Chronique

Jaster

L’irrésistible odyssée du bathyscaphe

Label / Distribution : Aurasky Music

Formé en 1992, Jaster est un groupe expérimenté de quatre musiciens naviguant librement, en eaux profondes, du jazz à la pop sans oublier l’électro ou le contemporain. Deux sont membres de l’actuel ONJ Frank Tortiller : le créatif vibraphoniste-marimbiste Vincent Limouzin (il appartenait déjà à l’ONJ précédent de Claude Barthélémy) et l’excellent batteur David Pouradier-Duteil. Ils sont soutenus par la clarinette basse de François Creamer (« Innocent Way ») et la basse profonde de Christian Duperrray.
Une configuration originale qui impose une véritable couleur d’ensemble et plonge l’auditeur dans une atmosphère densément palpable. Cette musique nourrie d’influences variées utilise diverses couleurs d’instruments « exotiques », titillant notre imaginaire sans tomber pour autant dans un folklore planétaire : les gamelans javanais, les marimbas mexicains contribuent à un enrichissement des timbres et à un balancement rythmique à la fois léger et intense.

Des pages entrouvertes de l’album s’échappe une musique étrangement séduisante qui groove et nous entraîne dans son sillage, sans mettre en avant un instrument particulier - on s’arrête sur chacun, au fil des morceaux. On perd vite ses références, à moins qu’elles ne réapparaissent pour mieux nous troubler (pop sidérale de Pink Floyd, sons inquiétants de l’incroyable King Crimson sur « Les zamperlus »).

========

» **À PRODUIRE**:
Prolongez la chronique de l'album de Jaster en reprenant après sa dernière phrase. Les données qui viennent ensuite ne sont pas nécessaires.

» **EXTRAIT DES DONNÉES**:
========

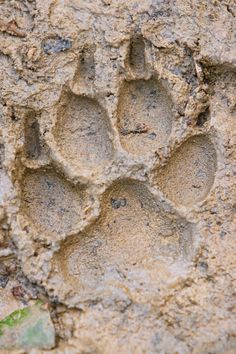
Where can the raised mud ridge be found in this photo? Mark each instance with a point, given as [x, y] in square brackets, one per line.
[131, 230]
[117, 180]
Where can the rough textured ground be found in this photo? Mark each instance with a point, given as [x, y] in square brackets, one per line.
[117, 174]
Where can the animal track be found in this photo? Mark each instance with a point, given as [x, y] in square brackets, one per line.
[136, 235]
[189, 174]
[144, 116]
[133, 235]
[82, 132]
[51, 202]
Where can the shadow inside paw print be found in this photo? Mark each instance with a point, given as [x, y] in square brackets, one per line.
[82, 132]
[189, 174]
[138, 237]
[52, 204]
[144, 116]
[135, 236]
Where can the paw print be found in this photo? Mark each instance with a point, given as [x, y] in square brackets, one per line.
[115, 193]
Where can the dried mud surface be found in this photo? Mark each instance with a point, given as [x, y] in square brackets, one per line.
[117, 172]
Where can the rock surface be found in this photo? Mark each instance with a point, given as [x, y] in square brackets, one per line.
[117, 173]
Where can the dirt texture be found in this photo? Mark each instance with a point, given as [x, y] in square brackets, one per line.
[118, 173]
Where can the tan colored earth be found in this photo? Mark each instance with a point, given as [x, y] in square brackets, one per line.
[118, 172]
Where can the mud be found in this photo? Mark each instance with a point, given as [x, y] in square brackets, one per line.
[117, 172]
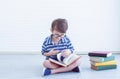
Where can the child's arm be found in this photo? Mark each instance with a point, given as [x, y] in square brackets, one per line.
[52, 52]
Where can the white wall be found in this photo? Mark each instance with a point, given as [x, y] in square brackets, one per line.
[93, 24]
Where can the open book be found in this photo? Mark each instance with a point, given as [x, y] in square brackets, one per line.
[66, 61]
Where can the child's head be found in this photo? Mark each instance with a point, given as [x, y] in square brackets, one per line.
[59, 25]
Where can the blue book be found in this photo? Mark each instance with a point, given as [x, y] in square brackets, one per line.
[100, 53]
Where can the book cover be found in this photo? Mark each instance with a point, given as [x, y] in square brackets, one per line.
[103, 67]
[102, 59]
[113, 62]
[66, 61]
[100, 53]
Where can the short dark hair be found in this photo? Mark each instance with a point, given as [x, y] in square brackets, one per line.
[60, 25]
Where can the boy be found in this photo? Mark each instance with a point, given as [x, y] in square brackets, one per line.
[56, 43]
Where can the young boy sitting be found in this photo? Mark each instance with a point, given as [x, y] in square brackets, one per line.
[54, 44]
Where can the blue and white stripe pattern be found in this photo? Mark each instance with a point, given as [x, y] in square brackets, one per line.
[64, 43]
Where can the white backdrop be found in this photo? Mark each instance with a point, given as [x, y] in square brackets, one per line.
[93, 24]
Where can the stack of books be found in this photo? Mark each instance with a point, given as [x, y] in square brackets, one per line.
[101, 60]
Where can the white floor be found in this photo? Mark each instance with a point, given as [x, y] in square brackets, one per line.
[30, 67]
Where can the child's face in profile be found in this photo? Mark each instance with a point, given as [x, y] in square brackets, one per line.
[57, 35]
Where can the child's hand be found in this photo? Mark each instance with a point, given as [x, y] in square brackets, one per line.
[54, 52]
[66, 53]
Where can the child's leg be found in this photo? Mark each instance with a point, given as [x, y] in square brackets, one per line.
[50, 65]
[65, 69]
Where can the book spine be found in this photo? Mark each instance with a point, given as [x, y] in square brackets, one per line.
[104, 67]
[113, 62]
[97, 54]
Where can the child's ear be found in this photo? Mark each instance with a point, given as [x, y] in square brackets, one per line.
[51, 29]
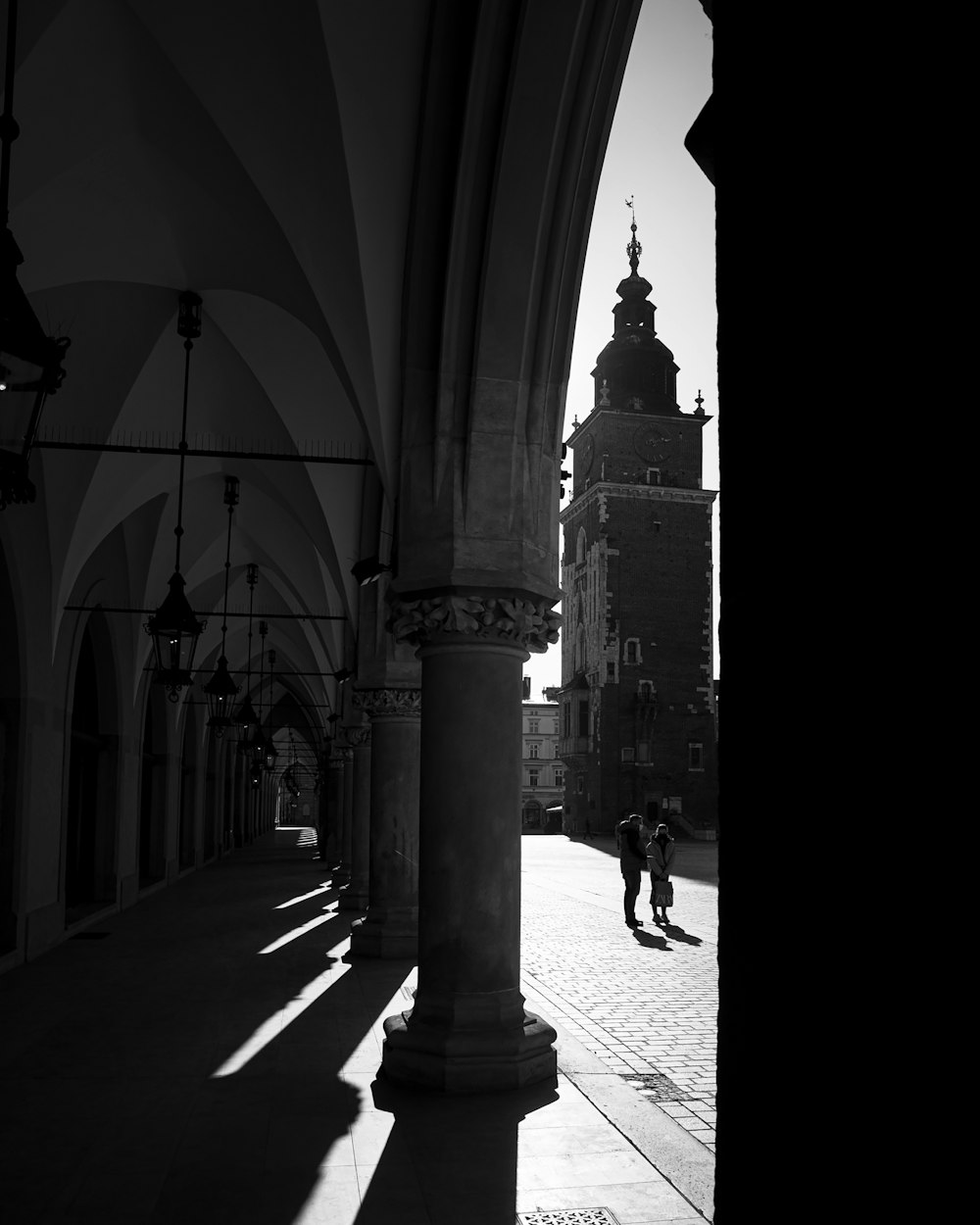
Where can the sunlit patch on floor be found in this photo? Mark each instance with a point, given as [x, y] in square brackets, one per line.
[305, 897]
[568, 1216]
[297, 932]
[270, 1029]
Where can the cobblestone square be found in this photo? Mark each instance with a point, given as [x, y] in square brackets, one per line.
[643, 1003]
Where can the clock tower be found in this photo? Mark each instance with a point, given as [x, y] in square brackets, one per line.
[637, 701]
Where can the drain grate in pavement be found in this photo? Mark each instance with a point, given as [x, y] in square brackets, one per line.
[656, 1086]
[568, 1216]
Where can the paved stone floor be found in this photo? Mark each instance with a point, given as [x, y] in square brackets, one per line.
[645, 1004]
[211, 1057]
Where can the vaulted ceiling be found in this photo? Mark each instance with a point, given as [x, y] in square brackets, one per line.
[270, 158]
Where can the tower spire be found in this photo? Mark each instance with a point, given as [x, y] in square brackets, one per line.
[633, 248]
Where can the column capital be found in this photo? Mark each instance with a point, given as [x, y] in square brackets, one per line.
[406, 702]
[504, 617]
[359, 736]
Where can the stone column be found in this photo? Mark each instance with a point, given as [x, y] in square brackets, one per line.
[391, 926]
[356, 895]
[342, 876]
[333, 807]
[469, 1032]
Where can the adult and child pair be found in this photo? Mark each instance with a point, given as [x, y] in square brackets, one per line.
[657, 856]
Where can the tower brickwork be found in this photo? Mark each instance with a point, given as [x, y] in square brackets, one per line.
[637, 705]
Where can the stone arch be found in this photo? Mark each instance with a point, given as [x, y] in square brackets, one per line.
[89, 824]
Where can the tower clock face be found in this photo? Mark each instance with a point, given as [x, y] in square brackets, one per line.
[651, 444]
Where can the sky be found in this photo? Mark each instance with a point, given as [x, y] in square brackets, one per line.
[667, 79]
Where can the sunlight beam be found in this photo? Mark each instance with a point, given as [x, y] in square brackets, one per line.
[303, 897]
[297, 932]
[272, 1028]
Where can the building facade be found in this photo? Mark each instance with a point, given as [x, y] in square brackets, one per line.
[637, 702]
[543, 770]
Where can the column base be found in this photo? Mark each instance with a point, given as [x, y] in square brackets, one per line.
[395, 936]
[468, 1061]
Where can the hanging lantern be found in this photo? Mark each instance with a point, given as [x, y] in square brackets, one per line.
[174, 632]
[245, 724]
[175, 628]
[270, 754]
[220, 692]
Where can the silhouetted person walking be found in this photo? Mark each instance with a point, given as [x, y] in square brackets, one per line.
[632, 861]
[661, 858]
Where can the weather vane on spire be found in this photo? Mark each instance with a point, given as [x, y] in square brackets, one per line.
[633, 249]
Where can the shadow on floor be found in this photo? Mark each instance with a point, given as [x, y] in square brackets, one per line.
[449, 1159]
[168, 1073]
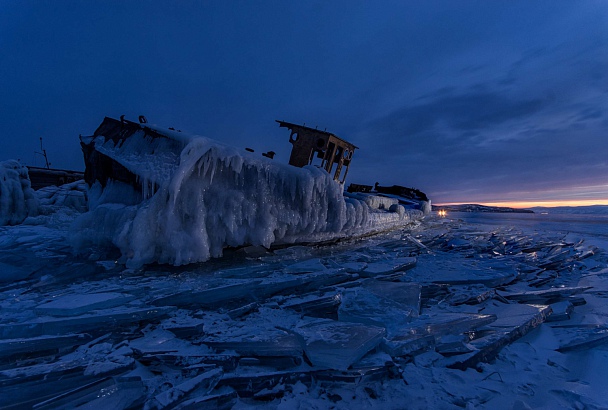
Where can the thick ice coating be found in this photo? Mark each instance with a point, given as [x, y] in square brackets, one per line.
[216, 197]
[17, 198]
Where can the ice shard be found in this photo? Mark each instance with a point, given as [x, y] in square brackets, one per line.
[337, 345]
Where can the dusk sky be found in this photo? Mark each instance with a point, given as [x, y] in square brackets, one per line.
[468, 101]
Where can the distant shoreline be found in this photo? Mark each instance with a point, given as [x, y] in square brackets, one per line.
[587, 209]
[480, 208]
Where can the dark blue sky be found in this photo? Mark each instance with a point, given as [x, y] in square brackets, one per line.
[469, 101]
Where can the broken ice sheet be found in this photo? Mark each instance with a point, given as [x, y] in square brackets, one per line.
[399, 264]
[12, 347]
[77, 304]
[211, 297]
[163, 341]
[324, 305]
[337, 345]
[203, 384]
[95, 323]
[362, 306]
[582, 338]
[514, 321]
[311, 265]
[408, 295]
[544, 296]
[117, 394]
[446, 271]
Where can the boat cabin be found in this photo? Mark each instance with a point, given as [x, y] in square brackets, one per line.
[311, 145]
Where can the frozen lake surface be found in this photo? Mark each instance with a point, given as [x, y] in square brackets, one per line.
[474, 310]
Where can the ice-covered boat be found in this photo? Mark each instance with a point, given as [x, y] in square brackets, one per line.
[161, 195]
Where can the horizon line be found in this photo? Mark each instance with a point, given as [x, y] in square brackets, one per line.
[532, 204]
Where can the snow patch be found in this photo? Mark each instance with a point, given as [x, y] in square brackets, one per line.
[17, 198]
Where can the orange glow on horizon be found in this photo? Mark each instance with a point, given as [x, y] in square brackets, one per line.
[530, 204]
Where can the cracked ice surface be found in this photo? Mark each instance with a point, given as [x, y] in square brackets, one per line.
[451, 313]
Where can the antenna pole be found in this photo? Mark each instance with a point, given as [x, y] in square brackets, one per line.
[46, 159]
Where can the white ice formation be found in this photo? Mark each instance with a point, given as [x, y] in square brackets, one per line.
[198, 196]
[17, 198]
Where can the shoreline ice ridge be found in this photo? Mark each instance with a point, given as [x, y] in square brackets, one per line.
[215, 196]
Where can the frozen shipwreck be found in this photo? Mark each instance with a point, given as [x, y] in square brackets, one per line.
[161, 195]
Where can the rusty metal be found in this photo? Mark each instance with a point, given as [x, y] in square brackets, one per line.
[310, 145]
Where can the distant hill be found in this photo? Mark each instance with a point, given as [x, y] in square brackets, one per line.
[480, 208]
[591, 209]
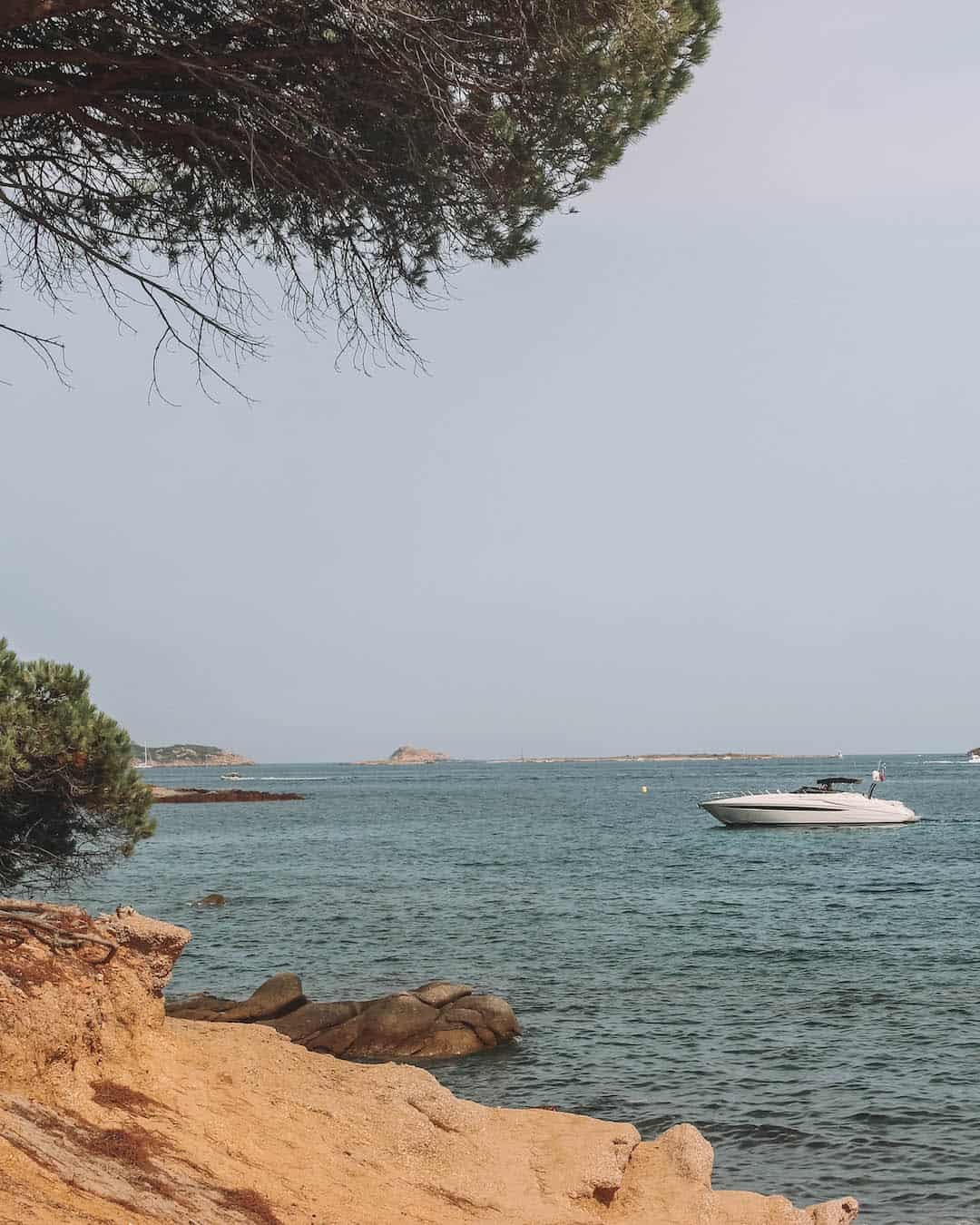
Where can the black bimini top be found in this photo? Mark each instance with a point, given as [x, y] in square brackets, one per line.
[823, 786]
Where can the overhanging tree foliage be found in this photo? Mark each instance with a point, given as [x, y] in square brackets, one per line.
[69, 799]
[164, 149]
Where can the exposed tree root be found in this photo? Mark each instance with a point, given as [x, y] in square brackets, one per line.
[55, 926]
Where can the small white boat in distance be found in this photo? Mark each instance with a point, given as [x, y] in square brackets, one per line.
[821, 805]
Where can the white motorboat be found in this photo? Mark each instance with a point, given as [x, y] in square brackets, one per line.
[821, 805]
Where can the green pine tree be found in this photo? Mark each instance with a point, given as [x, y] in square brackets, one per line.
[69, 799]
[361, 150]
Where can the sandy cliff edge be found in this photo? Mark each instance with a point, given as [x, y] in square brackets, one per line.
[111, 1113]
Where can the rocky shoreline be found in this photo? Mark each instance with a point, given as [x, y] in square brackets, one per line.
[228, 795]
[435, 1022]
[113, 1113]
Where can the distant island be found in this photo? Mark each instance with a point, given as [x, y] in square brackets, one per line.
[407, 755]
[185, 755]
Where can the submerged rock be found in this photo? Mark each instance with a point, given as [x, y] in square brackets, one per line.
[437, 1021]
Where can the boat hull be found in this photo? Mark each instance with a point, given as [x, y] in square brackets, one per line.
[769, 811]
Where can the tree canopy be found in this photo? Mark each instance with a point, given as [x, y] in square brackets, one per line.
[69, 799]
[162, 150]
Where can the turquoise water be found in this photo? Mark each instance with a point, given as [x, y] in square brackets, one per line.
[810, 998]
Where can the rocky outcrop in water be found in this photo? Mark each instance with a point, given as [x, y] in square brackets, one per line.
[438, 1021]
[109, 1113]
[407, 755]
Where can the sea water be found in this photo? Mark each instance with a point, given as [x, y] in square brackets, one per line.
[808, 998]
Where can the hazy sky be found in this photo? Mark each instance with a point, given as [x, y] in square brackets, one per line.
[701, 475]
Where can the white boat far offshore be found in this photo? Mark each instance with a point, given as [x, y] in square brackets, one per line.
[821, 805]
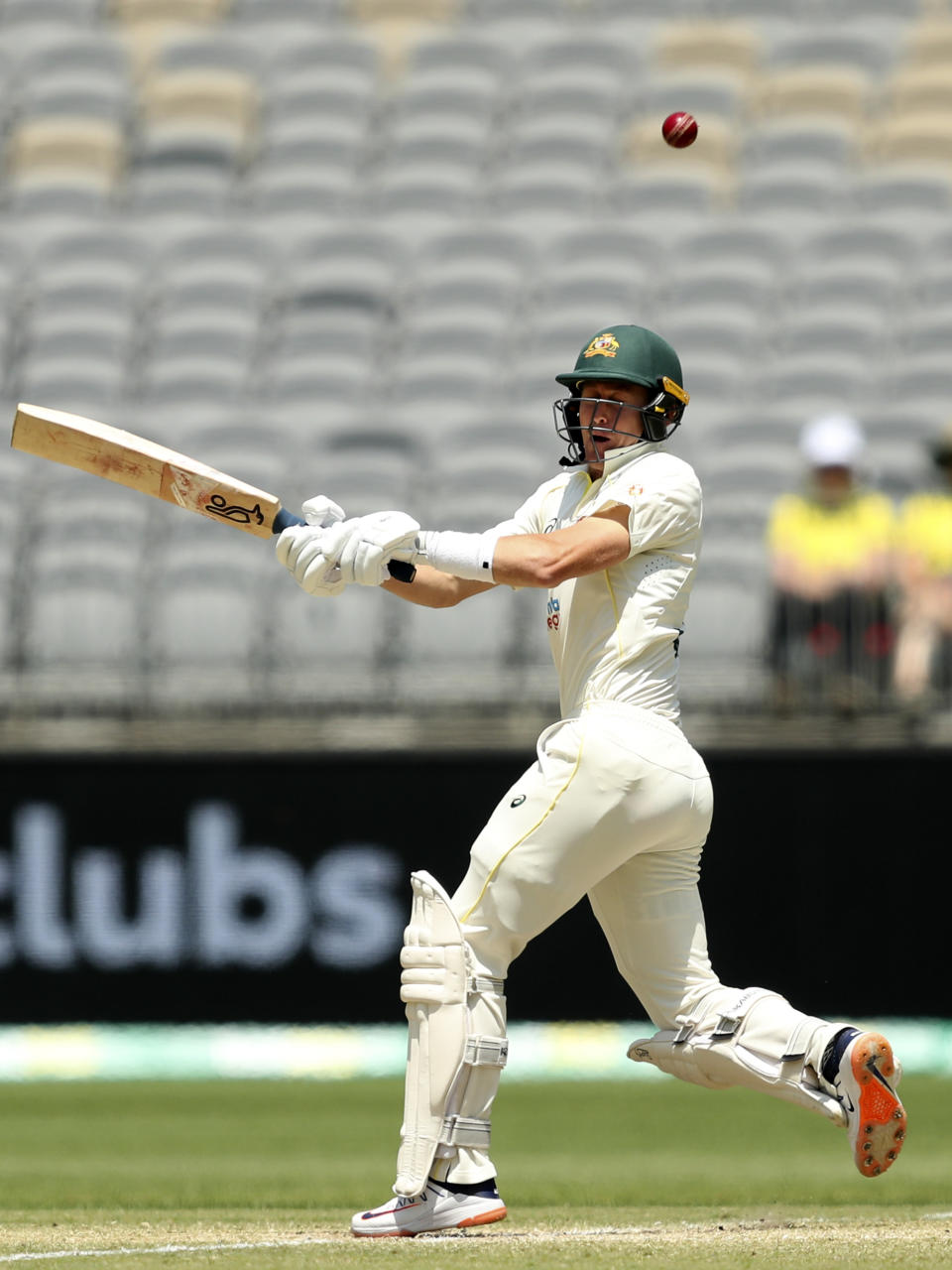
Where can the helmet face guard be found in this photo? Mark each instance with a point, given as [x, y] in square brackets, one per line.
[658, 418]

========

» **RÉPONSE ATTENDUE**:
« Jaster » ? Jaste, certes, mais aussi mot-valise, combinaison entre « Jazz » et « astre », tant cette musique nous promène dans une aventure musicale, un concert-expérience, l’irrésistible Odyssée du Bathyscaphe. On l’aura compris, c’est là un parcours qui tient de la BD, de la SF, de l’exploration animalière (la « Calypso » de Cousteau, ou « Vingt mille lieues sous les mers » et son dangereux Capitaine Nemo).

C’est sans doute une des réussites de Jaster que de ne jamais nous faire croire qu’on connaît la destination du voyage : les thèmes se succèdent, à la fois différents et cohérents - seul le déplacement compte. Pourtant, rien n’est moins aléatoire que la trajectoire empruntée par ces musiciens à bord de leur drôle de machine. Avec eux aux commandes, la musique se déplace et on se laisse embarquer dans un stimulant voyage sonore, sans souci de retour.